====== Исходный текст ======

Соответствие диссертации паспорту научной специальности. Отраженные в диссертации научные положения соответствуют области исследования специальности 09.00.11 – Социальная философия: пункту 8 «Социально-философская трактовка потребностей и интересов действующего субъекта», пункту 10 «Целепостановка и целереализация как операциональные подсистемы деятельности. Социально-философская интерпретация проблемы соотношения цели и средств деятельности», пункту 13 «Современные концепции «социального действия» в их философской интерпретации».
Апробация диссертации. Работа обсуждена на заседании кафедры истории и философии науки, состоявшейся 29 августа 2013 года в Северо-Кавказском федеральном университете.
Основные положения и выводы диссертационного исследования докладывались на международных, региональных и межвузовских, научных конференциях. Среди них 57-я научно-методическая конференця преподавателей и студентов СГУ «Университетская наука - региону» (Ставрополь, 2012 г.); региональная научно-практическая конференция, посвященная 20-летию кафедры политологии и социологии СГУ «Социально-политическая реальность начала ХХI века: проблемы и перспективы» (Ставрополь, 2012 г.), всероссийская научно-практическая конференция «Общество знаний и проблемы инновационного развития региона» (Ставрополь, 2012 г.); 1-ая научно-практическая конференция СКФУ «Университетская наука - региону» (Ставрополь, 2013 г.); международная научно-практическая конференция «II Северо-Кавказские социологические чтения» (Ставрополь, 2013).

====== Записи данных ======

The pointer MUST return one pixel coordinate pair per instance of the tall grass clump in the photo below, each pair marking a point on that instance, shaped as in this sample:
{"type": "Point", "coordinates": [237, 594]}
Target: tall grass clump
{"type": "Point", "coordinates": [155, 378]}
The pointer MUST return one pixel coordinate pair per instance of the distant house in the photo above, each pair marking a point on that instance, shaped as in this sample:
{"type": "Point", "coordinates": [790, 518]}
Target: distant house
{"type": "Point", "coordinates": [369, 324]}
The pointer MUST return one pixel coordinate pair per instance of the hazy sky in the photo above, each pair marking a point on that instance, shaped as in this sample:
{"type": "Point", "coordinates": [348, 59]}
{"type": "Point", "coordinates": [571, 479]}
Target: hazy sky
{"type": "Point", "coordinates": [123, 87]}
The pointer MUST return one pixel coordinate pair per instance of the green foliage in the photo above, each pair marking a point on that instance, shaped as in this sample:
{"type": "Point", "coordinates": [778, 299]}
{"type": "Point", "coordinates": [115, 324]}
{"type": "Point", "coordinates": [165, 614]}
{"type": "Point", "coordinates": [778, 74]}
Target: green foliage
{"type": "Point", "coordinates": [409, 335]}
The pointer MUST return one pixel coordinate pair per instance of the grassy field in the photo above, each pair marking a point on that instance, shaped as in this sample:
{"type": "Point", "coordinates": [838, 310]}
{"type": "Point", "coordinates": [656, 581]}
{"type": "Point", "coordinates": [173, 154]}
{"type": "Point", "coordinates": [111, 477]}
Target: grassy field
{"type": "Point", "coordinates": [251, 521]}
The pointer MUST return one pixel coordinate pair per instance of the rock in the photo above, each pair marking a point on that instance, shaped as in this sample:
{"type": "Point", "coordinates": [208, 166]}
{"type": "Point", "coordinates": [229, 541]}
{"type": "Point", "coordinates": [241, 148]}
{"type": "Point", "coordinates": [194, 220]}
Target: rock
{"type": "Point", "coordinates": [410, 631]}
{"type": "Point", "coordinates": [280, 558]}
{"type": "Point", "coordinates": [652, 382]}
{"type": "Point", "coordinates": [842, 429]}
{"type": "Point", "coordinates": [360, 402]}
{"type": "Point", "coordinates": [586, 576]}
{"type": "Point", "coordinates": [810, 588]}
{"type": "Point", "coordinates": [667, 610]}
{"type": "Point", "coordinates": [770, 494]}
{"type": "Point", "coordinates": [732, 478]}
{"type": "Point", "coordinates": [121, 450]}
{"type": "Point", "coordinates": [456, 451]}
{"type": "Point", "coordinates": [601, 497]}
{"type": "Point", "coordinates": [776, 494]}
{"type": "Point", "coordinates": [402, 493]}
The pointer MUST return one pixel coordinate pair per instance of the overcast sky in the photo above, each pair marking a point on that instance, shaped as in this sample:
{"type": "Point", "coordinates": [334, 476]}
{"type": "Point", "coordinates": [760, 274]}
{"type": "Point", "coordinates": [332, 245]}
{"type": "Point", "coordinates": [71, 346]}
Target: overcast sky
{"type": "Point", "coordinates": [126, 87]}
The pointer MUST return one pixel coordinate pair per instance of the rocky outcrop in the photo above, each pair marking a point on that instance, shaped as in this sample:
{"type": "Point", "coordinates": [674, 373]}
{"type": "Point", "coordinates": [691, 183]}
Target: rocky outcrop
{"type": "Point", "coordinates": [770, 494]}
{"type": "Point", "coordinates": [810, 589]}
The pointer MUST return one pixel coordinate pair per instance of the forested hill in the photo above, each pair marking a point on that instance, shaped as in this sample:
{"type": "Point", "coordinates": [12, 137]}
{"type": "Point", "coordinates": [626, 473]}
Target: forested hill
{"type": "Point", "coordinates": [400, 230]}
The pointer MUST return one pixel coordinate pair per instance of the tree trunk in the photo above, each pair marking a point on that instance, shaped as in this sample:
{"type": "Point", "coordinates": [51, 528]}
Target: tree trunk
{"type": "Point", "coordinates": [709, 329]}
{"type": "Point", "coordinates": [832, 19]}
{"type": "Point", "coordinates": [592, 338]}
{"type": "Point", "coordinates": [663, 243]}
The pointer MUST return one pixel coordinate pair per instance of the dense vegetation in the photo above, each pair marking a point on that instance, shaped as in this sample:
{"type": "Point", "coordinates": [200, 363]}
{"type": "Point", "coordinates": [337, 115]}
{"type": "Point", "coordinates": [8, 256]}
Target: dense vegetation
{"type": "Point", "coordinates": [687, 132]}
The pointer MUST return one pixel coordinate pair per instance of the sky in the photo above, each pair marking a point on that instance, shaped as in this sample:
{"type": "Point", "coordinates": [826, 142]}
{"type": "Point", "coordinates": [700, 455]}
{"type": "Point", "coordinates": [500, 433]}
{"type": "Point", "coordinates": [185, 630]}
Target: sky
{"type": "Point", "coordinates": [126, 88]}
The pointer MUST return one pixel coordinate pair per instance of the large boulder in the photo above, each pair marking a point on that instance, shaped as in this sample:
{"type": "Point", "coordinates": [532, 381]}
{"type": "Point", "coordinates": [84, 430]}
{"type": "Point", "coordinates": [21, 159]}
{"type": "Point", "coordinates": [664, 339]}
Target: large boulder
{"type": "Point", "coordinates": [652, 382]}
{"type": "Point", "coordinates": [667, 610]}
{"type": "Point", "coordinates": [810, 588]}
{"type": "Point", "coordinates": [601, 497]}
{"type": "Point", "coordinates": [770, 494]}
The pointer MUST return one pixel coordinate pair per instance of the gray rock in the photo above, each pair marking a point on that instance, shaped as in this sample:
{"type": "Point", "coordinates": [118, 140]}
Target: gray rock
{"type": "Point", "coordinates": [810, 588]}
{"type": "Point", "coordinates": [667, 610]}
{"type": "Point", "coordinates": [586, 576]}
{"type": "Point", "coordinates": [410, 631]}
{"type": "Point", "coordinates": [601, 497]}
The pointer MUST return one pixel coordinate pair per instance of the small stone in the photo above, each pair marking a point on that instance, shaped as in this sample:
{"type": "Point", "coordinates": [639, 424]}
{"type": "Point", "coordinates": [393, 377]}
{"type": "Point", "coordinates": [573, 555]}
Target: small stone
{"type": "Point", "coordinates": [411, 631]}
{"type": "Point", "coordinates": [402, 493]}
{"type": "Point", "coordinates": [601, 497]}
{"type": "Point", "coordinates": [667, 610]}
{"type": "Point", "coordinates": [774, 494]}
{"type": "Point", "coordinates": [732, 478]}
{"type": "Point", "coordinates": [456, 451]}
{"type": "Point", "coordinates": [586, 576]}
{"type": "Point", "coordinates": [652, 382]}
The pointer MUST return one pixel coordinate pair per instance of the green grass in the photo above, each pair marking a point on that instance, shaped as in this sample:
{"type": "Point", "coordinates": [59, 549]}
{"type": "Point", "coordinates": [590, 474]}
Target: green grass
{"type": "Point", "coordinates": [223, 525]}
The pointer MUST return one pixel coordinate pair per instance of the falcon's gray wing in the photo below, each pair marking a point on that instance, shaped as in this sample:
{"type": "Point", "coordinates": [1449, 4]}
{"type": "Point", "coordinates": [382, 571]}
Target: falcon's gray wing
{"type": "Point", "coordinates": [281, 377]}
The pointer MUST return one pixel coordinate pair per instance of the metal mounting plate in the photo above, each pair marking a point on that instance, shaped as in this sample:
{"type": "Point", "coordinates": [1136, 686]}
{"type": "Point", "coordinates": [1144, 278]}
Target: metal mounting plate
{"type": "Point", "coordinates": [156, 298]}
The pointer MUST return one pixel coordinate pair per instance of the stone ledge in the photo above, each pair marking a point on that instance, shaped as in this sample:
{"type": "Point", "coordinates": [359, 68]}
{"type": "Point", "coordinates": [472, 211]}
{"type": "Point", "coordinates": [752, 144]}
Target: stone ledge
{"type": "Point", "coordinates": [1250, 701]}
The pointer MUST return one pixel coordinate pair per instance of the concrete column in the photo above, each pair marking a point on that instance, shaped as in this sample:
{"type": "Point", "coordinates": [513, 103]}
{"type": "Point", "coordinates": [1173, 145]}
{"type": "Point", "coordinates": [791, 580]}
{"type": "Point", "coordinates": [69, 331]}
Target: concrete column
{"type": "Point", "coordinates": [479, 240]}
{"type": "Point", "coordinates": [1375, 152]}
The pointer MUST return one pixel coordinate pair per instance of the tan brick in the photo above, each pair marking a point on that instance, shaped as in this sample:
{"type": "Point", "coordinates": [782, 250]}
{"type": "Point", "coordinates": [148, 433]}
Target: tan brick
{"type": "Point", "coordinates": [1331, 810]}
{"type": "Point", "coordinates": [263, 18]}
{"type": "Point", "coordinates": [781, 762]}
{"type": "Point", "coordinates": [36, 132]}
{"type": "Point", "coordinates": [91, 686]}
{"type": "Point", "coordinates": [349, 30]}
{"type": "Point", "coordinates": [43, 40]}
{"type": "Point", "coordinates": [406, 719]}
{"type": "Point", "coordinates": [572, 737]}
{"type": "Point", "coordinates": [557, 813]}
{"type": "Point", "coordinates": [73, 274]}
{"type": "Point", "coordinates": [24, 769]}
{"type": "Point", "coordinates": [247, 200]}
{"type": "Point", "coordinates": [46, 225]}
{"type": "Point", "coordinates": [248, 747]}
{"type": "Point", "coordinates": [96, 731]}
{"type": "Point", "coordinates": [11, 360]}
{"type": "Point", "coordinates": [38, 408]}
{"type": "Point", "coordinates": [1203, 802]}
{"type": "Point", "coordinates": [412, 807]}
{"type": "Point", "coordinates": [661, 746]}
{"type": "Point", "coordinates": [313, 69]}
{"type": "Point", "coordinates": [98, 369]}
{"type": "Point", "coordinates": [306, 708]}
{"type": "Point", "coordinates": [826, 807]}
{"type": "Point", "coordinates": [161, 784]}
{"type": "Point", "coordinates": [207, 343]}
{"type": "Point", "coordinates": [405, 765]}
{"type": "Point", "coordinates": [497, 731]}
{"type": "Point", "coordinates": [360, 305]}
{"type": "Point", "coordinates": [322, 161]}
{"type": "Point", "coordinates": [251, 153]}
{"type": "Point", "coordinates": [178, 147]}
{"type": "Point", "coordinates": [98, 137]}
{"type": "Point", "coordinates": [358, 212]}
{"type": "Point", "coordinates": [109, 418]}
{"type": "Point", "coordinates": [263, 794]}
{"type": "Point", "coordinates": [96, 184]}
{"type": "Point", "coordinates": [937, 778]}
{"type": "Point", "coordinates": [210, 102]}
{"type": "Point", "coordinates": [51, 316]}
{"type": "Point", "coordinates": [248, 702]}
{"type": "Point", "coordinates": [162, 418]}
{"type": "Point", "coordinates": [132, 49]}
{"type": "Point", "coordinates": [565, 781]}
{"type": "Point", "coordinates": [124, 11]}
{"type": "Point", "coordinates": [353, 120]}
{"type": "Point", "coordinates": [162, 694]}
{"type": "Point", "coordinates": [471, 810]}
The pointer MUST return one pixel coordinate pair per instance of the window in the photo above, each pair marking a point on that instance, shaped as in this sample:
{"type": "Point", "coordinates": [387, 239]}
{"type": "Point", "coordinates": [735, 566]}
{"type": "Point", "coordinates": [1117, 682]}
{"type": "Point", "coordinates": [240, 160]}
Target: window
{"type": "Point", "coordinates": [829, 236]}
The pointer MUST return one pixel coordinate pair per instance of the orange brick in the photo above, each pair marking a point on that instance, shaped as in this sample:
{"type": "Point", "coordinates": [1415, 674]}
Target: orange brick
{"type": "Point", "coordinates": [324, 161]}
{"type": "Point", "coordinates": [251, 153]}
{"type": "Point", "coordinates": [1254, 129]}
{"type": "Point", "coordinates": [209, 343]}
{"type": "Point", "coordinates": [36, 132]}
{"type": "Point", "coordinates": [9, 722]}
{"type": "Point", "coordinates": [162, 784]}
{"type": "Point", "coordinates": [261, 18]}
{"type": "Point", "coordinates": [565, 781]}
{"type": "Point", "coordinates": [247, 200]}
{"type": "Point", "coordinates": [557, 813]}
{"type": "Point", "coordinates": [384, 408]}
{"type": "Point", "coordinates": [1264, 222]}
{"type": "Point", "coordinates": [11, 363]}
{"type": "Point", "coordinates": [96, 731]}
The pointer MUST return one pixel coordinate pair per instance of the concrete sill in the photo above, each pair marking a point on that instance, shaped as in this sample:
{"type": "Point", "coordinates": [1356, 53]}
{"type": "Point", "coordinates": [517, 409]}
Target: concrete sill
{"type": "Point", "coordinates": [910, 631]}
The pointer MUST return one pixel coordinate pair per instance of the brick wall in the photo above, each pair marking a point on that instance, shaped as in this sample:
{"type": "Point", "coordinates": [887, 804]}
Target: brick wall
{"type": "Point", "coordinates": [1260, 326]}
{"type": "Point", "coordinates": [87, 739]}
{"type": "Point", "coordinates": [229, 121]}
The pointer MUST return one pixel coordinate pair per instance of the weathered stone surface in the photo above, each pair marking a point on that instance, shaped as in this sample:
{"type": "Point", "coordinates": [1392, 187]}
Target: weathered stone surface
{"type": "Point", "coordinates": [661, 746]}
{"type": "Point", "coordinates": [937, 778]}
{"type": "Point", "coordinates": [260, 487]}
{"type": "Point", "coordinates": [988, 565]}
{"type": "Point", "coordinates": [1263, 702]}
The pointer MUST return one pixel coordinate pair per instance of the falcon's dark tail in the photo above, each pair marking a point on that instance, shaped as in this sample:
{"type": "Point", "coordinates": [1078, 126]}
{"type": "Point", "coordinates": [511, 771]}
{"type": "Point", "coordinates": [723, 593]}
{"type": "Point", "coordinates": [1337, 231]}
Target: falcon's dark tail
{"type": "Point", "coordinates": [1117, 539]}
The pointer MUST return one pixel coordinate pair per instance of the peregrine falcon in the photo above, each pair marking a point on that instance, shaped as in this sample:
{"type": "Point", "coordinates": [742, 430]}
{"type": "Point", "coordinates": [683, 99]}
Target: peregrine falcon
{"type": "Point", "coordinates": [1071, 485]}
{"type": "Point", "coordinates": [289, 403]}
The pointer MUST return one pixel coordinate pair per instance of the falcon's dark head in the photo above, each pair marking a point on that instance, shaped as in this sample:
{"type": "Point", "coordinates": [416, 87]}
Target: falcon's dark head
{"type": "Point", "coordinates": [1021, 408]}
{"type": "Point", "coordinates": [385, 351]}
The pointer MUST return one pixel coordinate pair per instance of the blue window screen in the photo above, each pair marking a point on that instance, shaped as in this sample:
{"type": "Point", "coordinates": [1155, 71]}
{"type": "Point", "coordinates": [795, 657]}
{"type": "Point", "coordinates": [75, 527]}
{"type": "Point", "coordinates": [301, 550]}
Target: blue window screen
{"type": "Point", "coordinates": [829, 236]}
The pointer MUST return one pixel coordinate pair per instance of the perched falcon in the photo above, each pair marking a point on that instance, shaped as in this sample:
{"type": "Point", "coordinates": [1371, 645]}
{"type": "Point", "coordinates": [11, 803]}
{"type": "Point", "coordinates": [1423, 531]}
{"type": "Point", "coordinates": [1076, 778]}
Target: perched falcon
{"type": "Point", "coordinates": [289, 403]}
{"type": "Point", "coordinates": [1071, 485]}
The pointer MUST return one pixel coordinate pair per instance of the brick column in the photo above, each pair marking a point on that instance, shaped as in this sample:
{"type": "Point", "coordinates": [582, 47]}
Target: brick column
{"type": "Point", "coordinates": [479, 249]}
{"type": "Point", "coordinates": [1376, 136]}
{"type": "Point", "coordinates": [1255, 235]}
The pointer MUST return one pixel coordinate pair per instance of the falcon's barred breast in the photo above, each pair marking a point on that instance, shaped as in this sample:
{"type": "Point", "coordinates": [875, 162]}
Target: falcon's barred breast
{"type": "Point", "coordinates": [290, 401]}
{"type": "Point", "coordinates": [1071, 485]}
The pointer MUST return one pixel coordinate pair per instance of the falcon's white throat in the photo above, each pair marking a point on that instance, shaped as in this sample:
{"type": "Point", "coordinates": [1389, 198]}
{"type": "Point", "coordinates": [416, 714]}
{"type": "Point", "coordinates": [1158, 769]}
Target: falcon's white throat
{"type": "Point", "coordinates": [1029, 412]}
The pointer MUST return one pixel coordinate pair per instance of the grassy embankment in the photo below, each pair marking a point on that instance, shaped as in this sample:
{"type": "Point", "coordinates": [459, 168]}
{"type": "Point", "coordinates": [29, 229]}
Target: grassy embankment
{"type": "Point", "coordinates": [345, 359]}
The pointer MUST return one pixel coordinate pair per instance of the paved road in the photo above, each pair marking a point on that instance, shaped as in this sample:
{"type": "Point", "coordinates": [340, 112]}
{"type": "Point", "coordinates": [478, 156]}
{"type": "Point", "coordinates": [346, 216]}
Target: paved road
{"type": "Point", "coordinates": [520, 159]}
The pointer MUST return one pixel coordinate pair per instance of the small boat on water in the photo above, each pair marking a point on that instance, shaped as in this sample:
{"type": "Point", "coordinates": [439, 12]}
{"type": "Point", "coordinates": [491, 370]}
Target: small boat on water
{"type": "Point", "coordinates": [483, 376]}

======

Задания:
[a] Скопируйте без изменений фрагмент текста о диссертации между словами «Апробация диссертации. Работа» и «Северо-Кавказском федеральном университете.» включительно.
[b] Напишите продолжение текста о диссертации, начиная сразу после его последнего предложения.

Ожидаемые результаты:
[a]
Апробация диссертации. Работа обсуждена на заседании кафедры истории и философии науки, состоявшейся 29 августа 2013 года в Северо-Кавказском федеральном университете.

[b]
По теме диссертации автором опубликованы 10 научных статей, общим объемом 2 п.л., в том числе в 3 статьях, опубликованных в ведущих рецензируемых журналах, определенных Высшей аттестационной комиссией.
Проблема определения элементов и структуры социального действия
Человек, преодолевший сложный и длительный путь эволюции, сумел отдалиться от мира животных, но остался навсегда специфичной биосоциальной особью в силу того, что по природе своей является общественным животным. По сути дела вся его жизнь наполнена особой деятельностью, на которую не способно ни одно из животных. Именно через эту деятельность человек подтверждает свою общественную, человеческую натуру. Как писал об этом Н.П. Огарев: «Все, что входит в человеческую деятельность, есть человеческое или общечеловеческое». Особенностью человеческой деятельности является «прохождение» каждого человеческого действия через сознание. Т.е. каждое действие, получающее характеристику «социальное», есть продукт сознания, или продукт, полученный при участии сознания1.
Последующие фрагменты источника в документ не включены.